BRIEF 1: Please reproduce the passage about a trial judge's failure to file findings and conclusions, word for word.

When issues of fact are raised, the failure of the trial judge to thus timely file his findings and conclusions in response .to proper request requires reversal of the judgment on appeal. Wandry v. Williams, 103 Tex. 91, 124 S. W. 85; Lawther Grain Co. v. Winniford (Tex. Com. App.) 249 S. W. 195; Beavers v. Pilgrims (Tex. Civ. App.) 204 S. W. 718; Lester v. Oldham (Tex. Civ. App.) 208 S. W. 575; Stryker v. Van Velzer (Tex. Civ. App.) 212 S. W. 674; Marvin v. Kennison (Tex. Civ. App.) 230 S. W. 831.

It is true that an exception to this rule is made in cases where a statement of facts accompanies the record, and it is made to appear from this statement of facts that no injury has resulted from the failure of the trial judge to file his findings and conclusions. Umschied v. Scholz, 84 Tex. 265, 16 S. W. 1065; Flores v. Bank (Tex. Civ. App.) 266 S. W. 542. That exception is not available in this case, however, as no statement of facts accompanies the record.

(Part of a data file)
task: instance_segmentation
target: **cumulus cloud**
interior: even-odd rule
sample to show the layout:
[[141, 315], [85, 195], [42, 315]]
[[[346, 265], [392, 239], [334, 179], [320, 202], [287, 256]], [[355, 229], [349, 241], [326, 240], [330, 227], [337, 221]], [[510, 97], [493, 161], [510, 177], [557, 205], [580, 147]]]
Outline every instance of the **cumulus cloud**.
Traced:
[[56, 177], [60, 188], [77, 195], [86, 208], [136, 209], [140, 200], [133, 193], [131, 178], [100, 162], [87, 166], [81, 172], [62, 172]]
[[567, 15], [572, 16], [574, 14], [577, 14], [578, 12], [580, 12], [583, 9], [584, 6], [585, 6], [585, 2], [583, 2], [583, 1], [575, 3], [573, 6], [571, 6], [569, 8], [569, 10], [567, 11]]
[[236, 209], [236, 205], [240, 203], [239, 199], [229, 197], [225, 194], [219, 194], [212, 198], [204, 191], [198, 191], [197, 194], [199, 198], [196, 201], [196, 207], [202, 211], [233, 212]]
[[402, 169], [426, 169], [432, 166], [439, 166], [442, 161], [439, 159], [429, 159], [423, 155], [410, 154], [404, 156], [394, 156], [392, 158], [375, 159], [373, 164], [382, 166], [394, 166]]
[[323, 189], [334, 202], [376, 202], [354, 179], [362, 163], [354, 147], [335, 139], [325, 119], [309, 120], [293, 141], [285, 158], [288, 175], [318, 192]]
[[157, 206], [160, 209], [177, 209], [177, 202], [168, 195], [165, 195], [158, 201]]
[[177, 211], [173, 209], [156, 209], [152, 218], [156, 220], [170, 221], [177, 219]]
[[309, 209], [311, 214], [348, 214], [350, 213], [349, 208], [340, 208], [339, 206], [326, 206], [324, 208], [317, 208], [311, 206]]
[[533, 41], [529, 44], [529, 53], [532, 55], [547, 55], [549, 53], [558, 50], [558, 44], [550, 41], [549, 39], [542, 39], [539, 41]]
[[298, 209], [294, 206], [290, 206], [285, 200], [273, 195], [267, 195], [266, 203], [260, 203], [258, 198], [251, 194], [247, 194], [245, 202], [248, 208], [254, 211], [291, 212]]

BRIEF 2: Copy the listing exactly, from its first line through the line with "172], [62, 172]]", both included, and nothing beyond that.

EXPECTED ANSWER 1:
When issues of fact are raised, the failure of the trial judge to thus timely file his findings and conclusions in response .to proper request requires reversal of the judgment on appeal. Wandry v. Williams, 103 Tex. 91, 124 S. W. 85; Lawther Grain Co. v. Winniford (Tex. Com. App.) 249 S. W. 195; Beavers v. Pilgrims (Tex. Civ. App.) 204 S. W. 718; Lester v. Oldham (Tex. Civ. App.) 208 S. W. 575; Stryker v. Van Velzer (Tex. Civ. App.) 212 S. W. 674; Marvin v. Kennison (Tex. Civ. App.) 230 S. W. 831.

It is true that an exception to this rule is made in cases where a statement of facts accompanies the record, and it is made to appear from this statement of facts that no injury has resulted from the failure of the trial judge to file his findings and conclusions. Umschied v. Scholz, 84 Tex. 265, 16 S. W. 1065; Flores v. Bank (Tex. Civ. App.) 266 S. W. 542. That exception is not available in this case, however, as no statement of facts accompanies the record.

EXPECTED ANSWER 2:
task: instance_segmentation
target: **cumulus cloud**
interior: even-odd rule
sample to show the layout:
[[141, 315], [85, 195], [42, 315]]
[[[346, 265], [392, 239], [334, 179], [320, 202], [287, 256]], [[355, 229], [349, 241], [326, 240], [330, 227], [337, 221]], [[510, 97], [493, 161], [510, 177], [557, 205], [580, 147]]]
Outline every instance of the **cumulus cloud**.
Traced:
[[56, 177], [60, 188], [77, 195], [86, 208], [136, 209], [140, 200], [133, 193], [131, 178], [100, 162], [87, 166], [81, 172], [62, 172]]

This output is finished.